[Source text]:
>>>
Indianapolis Public Schools created free virtual learning pods. It took a ‘herculean effort.’

Two children read picture books in a classroom.
It required a “herculean effort” for Indianapolis Public Schools to get its learning pods off the ground. (Dylan Peers McCoy / Chalkbeat)

As more and more pricey learning pods for the wealthy and privileged sprout up around the country amid the coronavirus pandemic, school leaders like Indianapolis Public Schools’ Superintendent Aleesia Johnson are finding ways to educate their neediest students.

With the district starting the year entirely online, Johnson created four learning pods for students who are homeless or who have special needs. The learning pods offer small groups of students a place to do schoolwork while supervised by an adult in the room. 

But something that comes easy to families with wealth required a “herculean effort” for IPS to get off the ground, Johnson said Friday during a webinar hosted by the Center on Reinventing Public Education. Even a few weeks into using learning hubs, the Indiana district is still running into a few hiccups. 

It took lots of phone calls to families to get the hubs up and running. It’s been a slow uptake, Johnson said, and the district is still trying to reach more students who need the help, she said. Planners struggled to arrange transportation to the four destinations, since some students without stable housing move often. 

And then it gets tricky for adult facilitators to try to help students from different schools and grades on different schedules.

The Mind Trust, a local nonprofit that supports charter schools, has also started learning hubs — 11 sites in total, soon to grow to 13 on Sept. 14. Together, the sites serve 500 students across the city for free.
<<<
[Referring expression data]
>>>
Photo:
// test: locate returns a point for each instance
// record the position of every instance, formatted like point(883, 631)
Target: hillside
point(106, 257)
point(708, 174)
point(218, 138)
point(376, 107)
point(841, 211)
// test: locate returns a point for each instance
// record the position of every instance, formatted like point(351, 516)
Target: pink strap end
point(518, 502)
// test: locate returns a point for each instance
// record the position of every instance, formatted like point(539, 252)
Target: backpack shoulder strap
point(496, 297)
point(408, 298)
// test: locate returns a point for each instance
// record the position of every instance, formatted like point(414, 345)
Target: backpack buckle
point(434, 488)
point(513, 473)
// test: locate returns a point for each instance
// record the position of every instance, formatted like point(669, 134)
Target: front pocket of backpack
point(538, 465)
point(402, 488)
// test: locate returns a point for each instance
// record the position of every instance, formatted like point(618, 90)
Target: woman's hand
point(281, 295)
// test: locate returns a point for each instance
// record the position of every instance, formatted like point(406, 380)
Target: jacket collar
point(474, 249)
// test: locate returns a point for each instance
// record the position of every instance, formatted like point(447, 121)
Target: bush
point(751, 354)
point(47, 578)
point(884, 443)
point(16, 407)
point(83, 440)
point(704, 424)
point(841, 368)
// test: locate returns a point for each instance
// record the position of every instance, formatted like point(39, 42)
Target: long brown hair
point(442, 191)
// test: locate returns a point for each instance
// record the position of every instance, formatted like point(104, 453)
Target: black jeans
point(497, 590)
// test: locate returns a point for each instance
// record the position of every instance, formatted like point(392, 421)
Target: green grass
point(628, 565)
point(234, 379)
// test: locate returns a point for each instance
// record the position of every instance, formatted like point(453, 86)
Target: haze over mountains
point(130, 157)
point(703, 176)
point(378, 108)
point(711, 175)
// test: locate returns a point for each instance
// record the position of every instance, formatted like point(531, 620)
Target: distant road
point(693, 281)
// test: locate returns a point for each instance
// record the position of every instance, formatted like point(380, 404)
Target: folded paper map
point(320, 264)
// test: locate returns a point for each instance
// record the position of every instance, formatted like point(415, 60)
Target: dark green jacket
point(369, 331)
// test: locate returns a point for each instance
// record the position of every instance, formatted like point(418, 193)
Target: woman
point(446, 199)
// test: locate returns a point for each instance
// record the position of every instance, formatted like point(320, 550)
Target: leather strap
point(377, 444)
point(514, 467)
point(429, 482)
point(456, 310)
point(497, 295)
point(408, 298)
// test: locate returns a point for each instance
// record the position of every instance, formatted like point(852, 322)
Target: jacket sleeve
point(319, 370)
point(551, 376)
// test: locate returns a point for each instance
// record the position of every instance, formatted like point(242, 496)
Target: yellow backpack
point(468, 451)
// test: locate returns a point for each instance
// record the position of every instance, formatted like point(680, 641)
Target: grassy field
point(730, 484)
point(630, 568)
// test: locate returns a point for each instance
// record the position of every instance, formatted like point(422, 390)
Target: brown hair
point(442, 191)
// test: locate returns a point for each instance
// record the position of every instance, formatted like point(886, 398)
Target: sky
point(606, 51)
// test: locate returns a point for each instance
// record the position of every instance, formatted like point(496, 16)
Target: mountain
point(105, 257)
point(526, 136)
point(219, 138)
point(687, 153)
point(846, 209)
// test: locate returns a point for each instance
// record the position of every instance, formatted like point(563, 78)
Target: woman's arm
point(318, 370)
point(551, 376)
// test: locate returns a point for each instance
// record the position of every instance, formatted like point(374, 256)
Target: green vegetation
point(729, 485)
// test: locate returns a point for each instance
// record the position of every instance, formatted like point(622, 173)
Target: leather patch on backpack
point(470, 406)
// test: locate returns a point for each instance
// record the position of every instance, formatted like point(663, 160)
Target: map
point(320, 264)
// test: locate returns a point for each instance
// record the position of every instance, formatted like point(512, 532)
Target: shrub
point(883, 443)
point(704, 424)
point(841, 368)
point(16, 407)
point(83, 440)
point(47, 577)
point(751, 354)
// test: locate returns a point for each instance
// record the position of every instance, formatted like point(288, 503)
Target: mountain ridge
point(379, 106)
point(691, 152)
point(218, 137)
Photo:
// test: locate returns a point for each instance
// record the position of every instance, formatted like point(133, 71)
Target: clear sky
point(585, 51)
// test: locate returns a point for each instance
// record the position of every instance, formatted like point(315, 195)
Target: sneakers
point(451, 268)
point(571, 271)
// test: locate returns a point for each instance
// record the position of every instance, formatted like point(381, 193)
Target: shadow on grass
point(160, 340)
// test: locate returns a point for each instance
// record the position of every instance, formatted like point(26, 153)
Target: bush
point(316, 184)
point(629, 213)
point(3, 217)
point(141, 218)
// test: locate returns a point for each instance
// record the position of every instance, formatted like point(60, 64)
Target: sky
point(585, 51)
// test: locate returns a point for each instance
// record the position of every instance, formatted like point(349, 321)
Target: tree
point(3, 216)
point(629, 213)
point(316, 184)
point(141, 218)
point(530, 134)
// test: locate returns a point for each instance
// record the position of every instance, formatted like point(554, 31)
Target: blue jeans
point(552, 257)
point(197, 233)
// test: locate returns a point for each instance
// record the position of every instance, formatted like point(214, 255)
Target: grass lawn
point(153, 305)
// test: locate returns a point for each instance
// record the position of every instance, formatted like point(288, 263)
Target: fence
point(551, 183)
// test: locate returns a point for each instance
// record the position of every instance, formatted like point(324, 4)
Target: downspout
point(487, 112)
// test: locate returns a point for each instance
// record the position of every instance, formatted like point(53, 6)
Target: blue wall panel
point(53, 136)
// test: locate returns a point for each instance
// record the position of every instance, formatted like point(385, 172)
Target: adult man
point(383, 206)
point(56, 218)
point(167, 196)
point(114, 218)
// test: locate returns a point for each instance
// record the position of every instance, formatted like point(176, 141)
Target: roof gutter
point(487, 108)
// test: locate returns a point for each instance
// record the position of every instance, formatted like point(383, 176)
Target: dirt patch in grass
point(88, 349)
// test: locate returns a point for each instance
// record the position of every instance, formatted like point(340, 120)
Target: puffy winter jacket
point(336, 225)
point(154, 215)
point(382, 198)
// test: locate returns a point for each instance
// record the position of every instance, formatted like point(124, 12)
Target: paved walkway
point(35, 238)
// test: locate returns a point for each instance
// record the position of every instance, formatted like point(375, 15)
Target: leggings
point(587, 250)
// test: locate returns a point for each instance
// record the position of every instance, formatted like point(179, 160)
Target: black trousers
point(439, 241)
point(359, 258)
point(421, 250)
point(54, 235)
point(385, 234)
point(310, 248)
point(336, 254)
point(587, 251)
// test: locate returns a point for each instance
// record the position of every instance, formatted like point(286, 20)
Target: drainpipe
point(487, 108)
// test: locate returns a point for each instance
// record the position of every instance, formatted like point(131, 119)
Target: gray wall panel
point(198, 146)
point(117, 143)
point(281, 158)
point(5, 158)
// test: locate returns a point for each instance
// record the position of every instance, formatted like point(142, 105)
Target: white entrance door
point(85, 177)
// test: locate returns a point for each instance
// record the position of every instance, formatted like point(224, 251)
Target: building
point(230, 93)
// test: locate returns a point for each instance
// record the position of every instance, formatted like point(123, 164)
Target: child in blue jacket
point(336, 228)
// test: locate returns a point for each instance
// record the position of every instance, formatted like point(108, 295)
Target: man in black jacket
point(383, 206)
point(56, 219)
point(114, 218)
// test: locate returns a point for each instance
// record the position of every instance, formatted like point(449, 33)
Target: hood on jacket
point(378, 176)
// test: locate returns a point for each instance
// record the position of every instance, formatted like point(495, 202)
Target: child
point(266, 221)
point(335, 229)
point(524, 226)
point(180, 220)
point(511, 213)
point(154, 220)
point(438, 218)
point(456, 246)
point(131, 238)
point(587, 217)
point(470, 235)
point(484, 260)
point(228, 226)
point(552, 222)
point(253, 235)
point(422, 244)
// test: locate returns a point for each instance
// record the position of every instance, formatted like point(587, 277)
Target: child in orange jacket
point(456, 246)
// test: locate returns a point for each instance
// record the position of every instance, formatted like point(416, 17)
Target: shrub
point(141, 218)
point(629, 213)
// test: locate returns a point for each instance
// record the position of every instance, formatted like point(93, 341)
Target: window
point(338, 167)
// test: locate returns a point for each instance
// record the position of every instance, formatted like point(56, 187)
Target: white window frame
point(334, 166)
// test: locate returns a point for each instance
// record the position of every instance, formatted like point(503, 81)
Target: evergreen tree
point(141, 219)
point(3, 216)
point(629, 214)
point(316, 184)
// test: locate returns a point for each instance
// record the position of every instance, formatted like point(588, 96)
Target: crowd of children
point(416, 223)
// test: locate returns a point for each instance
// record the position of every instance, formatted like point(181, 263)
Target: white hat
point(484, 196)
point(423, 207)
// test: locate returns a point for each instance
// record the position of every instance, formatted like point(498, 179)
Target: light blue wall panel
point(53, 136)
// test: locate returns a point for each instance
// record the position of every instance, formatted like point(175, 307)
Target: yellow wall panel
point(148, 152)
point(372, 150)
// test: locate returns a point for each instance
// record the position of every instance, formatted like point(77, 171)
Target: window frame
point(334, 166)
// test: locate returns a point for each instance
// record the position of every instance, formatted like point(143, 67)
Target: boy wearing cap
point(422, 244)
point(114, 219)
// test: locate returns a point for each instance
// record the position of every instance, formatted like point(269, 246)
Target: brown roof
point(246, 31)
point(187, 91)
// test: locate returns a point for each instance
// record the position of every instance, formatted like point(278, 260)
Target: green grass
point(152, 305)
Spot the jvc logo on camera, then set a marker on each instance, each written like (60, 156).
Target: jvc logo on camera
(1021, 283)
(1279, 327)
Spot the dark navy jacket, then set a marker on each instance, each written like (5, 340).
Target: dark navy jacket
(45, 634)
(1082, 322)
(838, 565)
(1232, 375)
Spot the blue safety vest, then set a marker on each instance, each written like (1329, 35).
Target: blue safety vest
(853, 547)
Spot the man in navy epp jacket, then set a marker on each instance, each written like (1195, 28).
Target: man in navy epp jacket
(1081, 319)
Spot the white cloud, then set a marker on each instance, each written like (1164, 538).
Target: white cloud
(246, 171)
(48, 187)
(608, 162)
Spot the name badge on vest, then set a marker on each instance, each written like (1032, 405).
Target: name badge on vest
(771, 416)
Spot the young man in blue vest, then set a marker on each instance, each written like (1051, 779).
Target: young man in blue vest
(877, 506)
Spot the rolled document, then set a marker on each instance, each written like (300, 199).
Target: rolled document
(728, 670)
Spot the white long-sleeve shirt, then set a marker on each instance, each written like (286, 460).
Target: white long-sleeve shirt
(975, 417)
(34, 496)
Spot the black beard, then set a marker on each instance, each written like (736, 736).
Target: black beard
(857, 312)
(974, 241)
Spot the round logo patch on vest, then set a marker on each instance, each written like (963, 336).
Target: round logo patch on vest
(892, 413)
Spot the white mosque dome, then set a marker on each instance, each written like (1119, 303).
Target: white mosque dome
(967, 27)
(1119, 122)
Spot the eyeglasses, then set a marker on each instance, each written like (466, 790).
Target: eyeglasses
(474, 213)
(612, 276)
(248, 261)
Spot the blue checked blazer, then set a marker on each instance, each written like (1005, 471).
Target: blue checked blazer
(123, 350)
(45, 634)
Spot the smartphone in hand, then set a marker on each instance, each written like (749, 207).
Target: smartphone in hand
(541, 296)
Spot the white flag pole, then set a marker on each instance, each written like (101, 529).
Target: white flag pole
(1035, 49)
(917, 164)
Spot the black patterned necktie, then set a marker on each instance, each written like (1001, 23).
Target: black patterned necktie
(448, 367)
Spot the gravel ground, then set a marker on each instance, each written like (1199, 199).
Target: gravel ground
<<<
[Tasks for this exercise]:
a. Set down the part of the article on Indianapolis learning pods starting at "Two children read" and ending at "in the room.".
b. Answer these questions from the article on Indianapolis learning pods:
(i) How many learning pods did Johnson create?
(ii) Which organization hosted the webinar where Johnson spoke?
(iii) How many students do The Mind Trust's sites serve?
These rows have no connection to the article on Indianapolis learning pods.

[Exercise answers]:
a.
Two children read picture books in a classroom.
It required a “herculean effort” for Indianapolis Public Schools to get its learning pods off the ground. (Dylan Peers McCoy / Chalkbeat)

As more and more pricey learning pods for the wealthy and privileged sprout up around the country amid the coronavirus pandemic, school leaders like Indianapolis Public Schools’ Superintendent Aleesia Johnson are finding ways to educate their neediest students.

With the district starting the year entirely online, Johnson created four learning pods for students who are homeless or who have special needs. The learning pods offer small groups of students a place to do schoolwork while supervised by an adult in the room.

b.
(i) Four.
(ii) The Center on Reinventing Public Education.
(iii) 500 students.